**Exercise instructions**
[1] Give the username of each person who posted in the eBay dog bed thread.
[2] Render this sentence from the eBay dog bed thread in Spanish: "They had the cutest dog beds at the fashion district this weekend."
[3] Transcribe the passage of the eBay dog bed thread starting at "They had the cutest" and ending at "with some photos!".

**Text extract**

+--

# Bed on eBay - ends in 20 min



## Havtahava (Aug 20, 2006)

I was just over at eBay when I really shouldn't even be online right now and saw this bed at a reasonable price, so I wanted to share the info before bidding ends.

Brown Plush Bed for $1.99 + $14.99 shipping

Feedback looks reasonable too.


----------



## Jane (Jun 2, 2007)

Ah, I think I'd better hold off on buying more beds until I have another "occasion" to. Scout's birthday is in November....I'm thinking of a snuggle ball for a birthday gift....:biggrin1:


----------



## ama0722 (Nov 28, 2006)

They had the cutest dog beds at the fashion district this weekend. I am on strict no doggy purchasing right now so I couldn't get one. They had the metal ones with cheetah print bedding, but my favorite was a slipper looking bed with removable bedding on the inside. I should have taken pics. 

I did buy two items- I will make a separate posting later with some photos!


----------



## mom23girls (Nov 26, 2007)

I never thought of looking on ebay for a doggie bed! I wanted to get Amy one for the boat....thanks Kimberly (although DH probably wouldn't say that!) I'm an Ebay addict!!LOL!


----------

+--

(Stored dataset items)
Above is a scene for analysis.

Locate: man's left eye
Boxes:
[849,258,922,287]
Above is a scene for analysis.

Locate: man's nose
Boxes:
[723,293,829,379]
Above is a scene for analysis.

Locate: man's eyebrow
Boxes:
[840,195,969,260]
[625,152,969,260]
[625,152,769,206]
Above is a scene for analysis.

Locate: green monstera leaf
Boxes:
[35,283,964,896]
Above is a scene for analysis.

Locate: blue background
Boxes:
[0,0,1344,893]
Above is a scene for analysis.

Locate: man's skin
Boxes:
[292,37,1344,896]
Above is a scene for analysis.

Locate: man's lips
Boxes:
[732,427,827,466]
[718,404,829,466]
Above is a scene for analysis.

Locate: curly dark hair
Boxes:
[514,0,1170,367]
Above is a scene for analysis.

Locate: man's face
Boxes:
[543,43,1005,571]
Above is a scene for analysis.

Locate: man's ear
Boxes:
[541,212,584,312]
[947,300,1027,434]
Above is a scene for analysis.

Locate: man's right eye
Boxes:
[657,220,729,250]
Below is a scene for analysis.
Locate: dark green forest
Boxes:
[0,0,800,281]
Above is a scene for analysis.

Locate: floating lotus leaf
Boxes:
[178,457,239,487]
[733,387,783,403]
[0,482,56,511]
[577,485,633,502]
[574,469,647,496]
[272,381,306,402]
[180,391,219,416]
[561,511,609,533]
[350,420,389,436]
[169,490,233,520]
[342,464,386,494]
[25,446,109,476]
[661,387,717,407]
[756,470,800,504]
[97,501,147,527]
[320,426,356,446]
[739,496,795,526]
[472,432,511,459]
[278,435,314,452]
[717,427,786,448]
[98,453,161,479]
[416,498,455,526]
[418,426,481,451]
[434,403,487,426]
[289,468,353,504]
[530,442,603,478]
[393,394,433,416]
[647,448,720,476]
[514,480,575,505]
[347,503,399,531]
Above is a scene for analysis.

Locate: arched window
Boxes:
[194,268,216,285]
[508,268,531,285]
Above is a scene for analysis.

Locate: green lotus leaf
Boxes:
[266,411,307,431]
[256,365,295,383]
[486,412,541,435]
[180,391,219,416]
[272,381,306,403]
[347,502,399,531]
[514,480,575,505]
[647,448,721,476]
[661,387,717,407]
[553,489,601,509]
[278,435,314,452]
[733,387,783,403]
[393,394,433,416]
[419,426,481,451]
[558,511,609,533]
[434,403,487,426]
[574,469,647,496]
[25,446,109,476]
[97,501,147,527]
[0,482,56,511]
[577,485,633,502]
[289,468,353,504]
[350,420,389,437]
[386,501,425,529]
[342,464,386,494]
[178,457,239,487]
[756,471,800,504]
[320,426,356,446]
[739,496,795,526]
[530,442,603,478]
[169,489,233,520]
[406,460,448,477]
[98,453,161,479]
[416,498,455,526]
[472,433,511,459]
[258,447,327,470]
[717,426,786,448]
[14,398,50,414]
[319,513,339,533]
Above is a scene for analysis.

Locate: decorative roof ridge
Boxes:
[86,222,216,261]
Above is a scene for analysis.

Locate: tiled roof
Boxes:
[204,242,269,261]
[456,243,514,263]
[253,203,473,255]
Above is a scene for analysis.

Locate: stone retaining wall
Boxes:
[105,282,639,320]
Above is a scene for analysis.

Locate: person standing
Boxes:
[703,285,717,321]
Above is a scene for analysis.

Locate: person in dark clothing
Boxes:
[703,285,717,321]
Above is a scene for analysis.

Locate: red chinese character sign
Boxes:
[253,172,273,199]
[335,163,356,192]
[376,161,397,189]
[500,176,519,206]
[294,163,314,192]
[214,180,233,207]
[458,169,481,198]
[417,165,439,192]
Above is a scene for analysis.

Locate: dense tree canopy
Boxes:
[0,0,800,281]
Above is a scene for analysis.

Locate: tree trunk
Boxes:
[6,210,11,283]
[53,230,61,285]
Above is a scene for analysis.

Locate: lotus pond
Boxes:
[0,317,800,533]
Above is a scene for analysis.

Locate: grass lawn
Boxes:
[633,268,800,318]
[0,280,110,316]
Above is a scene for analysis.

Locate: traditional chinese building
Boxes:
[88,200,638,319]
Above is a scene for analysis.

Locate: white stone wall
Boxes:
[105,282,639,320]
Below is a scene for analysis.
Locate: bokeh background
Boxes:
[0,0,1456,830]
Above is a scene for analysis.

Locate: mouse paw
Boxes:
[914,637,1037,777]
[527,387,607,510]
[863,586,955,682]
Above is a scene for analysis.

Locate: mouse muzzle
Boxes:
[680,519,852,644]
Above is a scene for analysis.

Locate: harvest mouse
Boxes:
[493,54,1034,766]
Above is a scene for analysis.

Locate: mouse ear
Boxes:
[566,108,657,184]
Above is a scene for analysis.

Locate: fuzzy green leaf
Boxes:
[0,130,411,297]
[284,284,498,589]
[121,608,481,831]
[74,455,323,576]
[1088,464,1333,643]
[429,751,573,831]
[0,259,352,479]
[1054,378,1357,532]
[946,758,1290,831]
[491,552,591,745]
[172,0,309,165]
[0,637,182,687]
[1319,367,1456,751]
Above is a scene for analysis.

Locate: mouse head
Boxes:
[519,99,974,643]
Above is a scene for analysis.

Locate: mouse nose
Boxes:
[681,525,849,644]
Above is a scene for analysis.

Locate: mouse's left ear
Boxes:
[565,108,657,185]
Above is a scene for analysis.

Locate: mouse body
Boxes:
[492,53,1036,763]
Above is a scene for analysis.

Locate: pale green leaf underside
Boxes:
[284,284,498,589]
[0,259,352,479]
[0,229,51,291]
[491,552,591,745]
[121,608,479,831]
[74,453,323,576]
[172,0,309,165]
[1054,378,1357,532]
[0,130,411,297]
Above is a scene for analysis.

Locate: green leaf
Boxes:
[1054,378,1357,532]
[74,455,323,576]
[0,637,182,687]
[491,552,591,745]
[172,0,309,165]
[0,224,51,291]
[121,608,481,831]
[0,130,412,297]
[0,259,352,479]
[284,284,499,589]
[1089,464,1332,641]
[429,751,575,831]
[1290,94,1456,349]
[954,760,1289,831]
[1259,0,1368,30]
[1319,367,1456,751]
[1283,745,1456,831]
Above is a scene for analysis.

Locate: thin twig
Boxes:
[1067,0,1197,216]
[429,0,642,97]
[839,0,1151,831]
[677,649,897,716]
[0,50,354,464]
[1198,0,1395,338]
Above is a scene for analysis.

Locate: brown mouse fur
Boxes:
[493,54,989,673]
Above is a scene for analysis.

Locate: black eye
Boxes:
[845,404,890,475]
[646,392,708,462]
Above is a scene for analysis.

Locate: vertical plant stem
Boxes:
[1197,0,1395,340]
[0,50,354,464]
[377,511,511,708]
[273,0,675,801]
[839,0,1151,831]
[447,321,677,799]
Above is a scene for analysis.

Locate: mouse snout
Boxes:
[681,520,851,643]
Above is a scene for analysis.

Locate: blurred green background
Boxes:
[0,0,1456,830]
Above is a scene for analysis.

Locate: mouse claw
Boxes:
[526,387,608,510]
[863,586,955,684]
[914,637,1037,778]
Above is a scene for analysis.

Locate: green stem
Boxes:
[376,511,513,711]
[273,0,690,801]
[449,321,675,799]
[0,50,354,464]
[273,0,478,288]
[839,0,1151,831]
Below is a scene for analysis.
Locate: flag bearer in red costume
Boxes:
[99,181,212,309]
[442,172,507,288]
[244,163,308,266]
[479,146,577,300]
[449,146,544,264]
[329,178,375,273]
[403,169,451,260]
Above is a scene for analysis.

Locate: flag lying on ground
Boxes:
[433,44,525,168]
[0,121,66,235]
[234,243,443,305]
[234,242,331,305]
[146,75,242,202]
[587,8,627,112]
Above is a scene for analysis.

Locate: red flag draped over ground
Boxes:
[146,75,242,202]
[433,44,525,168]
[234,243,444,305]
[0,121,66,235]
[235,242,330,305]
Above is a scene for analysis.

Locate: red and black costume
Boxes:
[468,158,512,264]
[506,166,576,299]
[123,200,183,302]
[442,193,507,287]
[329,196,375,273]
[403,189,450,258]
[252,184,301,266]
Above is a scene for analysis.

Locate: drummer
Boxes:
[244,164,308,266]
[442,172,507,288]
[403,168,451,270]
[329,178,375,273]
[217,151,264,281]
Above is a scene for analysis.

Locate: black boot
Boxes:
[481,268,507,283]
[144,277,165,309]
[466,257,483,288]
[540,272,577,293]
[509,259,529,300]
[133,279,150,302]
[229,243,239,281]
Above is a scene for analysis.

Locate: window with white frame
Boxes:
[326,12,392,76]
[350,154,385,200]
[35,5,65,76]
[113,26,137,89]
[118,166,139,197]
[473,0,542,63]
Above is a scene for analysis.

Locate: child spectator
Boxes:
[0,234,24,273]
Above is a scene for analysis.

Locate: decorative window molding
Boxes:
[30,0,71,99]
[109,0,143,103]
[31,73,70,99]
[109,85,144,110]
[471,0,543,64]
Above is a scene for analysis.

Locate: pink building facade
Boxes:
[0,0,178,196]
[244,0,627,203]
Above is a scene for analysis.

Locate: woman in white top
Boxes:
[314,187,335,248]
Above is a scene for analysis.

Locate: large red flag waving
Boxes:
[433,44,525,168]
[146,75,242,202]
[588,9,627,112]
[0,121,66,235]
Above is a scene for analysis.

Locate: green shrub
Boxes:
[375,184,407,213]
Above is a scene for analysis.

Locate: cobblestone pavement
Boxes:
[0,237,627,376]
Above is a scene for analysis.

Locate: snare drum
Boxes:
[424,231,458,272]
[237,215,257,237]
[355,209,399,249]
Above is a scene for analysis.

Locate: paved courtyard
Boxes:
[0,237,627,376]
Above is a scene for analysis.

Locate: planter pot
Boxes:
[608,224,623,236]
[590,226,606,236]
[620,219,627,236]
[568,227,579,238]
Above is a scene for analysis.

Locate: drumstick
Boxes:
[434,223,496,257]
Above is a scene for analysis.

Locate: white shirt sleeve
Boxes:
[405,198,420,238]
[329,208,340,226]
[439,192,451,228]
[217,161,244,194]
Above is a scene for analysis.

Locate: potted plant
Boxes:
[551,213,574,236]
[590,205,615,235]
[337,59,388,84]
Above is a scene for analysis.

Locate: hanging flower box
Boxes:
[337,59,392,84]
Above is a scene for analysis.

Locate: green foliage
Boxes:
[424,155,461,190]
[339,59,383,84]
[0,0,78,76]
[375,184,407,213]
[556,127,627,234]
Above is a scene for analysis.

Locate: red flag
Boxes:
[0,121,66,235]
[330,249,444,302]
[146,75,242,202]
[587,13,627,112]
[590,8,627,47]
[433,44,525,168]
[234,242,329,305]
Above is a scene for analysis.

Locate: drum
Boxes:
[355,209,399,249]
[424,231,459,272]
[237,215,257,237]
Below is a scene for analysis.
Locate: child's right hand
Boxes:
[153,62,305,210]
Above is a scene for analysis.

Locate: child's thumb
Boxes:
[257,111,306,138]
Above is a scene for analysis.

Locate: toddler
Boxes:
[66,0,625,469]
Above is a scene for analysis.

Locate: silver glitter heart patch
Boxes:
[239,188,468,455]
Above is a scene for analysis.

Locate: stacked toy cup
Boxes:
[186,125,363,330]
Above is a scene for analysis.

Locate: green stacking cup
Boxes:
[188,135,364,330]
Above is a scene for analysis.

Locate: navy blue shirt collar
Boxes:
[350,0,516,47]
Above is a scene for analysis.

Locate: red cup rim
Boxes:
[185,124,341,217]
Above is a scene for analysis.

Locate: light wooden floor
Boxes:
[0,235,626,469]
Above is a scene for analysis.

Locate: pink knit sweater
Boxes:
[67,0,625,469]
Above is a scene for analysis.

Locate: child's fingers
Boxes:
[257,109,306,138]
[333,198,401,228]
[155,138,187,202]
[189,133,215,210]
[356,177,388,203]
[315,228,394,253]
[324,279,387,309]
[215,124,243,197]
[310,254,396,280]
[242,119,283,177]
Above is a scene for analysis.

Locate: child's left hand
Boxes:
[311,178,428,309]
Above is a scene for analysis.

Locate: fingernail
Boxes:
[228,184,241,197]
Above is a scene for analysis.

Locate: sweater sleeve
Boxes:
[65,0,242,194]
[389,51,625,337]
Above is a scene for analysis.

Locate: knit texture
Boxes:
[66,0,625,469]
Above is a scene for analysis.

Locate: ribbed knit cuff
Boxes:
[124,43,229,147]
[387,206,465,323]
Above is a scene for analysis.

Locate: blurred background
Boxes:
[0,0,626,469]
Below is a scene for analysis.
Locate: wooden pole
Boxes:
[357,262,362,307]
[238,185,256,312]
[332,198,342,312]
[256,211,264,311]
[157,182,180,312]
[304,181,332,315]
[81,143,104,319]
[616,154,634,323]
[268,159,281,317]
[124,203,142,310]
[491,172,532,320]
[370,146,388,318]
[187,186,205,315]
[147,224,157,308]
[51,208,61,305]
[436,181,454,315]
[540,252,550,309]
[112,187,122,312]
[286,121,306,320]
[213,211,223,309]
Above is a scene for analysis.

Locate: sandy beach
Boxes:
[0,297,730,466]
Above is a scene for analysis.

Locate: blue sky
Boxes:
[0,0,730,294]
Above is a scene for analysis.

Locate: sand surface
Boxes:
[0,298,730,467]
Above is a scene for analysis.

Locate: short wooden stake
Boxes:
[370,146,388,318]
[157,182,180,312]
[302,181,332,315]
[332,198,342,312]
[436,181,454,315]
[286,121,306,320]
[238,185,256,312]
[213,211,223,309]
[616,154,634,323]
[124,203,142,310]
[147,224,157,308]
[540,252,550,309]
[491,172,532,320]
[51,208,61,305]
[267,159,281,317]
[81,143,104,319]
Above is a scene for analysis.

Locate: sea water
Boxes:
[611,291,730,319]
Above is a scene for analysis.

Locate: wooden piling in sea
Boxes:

+--

**Results**
[1] Havtahava, Jane, ama0722, mom23girls

[2] Tenían las camas para perros más lindas en el distrito de la moda este fin de semana.

[3]
They had the cutest dog beds at the fashion district this weekend. I am on strict no doggy purchasing right now so I couldn't get one. They had the metal ones with cheetah print bedding, but my favorite was a slipper looking bed with removable bedding on the inside. I should have taken pics. 

I did buy two items- I will make a separate posting later with some photos!